* PAGE EXCERPT
........

We incorporate sales of financial assets in our forecasts when firm details are available that allow the effects to be quantified with reasonable accuracy and allocated to a specific year. In the case of the sale of student loans the government also considers whether a sale offers value for money. This box looked at the way in which the Government uses discount rates to evaluate value for money, how this does not mean the sales strengthen the public finances and whether future sales are likely to proceed.
This box is based on Bank of England and HM Treasury data from October 2018 and January 2018 respectively.
Between 2018-19 and 2023-24, we expect asset sales to lower public sector net debt (PSND) by £55.3 billion. About a quarter will come from the sale of pre-2012 or ‘Plan 1’ student loans.
We incorporate sales of financial assets in our forecasts when firm details are available that allow the effects to be quantified with reasonable accuracy and allocated to a specific year. In this case, the Government has clearly stated its intention to sell and the size of the remaining loan book is sufficient to raise the proceeds assumed in the forecast with room to spare.

........

* YOUR ASSIGNMENT
From the excerpt on asset sales, list every topic that the box is said to have looked at.

........

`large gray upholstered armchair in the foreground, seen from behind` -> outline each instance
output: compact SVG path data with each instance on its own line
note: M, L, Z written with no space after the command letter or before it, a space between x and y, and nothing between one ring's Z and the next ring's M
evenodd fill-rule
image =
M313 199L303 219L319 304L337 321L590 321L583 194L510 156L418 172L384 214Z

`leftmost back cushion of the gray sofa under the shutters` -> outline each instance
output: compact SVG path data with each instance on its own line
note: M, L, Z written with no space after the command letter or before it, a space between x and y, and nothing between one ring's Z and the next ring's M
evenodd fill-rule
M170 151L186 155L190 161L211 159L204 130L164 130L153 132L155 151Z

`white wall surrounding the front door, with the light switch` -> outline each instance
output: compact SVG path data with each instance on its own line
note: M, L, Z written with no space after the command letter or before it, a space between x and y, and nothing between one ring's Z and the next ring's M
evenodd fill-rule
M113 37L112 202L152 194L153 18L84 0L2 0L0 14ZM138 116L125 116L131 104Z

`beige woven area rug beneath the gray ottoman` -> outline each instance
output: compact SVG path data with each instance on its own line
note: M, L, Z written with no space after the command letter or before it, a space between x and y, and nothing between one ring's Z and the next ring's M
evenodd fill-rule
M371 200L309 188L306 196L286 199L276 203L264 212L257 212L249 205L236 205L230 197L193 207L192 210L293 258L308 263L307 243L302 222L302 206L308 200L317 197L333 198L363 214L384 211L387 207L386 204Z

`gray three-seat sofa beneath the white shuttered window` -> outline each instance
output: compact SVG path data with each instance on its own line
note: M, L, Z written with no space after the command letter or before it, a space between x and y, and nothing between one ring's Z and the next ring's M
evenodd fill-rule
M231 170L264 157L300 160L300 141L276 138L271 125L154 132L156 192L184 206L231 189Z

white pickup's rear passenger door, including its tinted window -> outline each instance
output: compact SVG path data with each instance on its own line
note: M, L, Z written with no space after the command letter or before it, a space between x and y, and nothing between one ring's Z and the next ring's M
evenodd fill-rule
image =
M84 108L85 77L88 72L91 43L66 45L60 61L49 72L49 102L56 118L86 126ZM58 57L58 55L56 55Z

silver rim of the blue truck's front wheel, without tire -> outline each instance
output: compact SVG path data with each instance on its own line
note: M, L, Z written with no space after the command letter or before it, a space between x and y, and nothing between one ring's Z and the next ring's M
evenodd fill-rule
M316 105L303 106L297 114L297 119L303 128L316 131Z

........

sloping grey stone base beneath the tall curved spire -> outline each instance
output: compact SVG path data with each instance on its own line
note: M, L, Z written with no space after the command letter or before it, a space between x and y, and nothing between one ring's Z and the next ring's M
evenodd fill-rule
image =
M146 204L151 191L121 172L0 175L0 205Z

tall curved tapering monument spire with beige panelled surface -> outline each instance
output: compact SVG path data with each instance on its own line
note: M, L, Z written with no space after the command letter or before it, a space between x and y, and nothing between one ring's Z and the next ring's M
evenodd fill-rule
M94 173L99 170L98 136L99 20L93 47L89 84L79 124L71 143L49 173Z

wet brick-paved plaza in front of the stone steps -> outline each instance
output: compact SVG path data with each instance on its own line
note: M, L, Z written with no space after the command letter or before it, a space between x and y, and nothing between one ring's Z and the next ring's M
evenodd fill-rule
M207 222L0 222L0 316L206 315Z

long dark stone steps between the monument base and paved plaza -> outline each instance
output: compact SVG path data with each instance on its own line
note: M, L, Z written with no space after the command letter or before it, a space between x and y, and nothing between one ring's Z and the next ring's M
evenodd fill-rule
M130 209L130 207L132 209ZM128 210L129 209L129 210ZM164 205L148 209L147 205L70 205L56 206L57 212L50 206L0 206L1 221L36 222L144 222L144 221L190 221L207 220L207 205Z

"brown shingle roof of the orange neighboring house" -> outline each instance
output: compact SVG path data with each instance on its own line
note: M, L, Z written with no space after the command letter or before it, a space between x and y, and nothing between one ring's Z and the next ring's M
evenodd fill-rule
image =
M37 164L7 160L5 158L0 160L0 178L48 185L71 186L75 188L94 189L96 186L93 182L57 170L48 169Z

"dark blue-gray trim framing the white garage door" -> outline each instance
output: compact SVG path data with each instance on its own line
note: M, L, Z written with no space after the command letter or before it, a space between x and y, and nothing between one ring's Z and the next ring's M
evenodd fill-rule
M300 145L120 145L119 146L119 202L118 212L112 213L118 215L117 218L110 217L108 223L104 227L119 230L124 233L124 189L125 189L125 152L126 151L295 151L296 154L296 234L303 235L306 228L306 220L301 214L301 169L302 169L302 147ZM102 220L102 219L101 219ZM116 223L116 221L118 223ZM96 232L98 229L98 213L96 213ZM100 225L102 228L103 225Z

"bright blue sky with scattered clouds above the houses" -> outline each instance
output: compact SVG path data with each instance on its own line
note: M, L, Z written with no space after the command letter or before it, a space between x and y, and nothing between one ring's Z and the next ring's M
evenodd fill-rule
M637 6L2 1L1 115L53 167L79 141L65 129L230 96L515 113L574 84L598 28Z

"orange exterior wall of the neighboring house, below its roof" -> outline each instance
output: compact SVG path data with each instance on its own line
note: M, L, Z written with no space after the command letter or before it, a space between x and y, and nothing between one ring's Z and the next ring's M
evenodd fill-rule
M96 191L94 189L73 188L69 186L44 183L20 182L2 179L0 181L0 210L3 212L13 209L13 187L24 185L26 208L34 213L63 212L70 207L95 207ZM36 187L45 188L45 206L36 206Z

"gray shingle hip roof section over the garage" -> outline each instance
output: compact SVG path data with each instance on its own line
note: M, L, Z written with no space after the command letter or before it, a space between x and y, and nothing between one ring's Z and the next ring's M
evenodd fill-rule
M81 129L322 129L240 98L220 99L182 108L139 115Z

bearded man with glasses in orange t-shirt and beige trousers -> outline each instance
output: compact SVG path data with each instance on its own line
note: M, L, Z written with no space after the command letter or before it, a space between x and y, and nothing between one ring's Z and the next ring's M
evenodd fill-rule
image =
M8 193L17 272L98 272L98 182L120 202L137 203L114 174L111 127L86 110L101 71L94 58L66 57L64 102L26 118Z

........

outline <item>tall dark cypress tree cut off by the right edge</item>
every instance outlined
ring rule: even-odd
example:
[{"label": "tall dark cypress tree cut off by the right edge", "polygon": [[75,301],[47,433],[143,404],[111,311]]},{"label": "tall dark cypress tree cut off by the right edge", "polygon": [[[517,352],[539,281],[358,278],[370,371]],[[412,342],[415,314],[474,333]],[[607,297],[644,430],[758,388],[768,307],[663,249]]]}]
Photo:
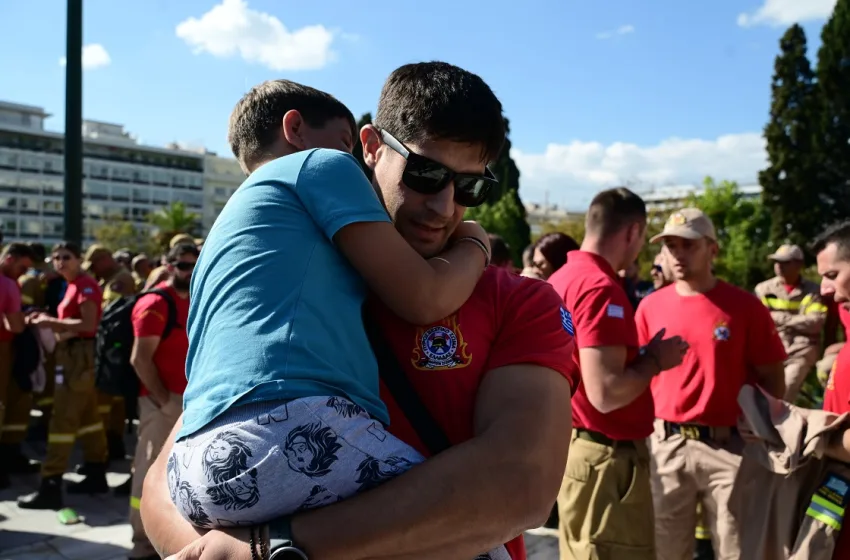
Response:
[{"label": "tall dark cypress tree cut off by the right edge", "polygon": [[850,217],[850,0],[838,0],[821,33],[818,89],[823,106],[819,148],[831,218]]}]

........

* WRITTEN SOLUTION
- The way in which the Government uses discount rates to evaluate value for money
- How this does not mean the sales strengthen the public finances
- Whether future sales are likely to proceed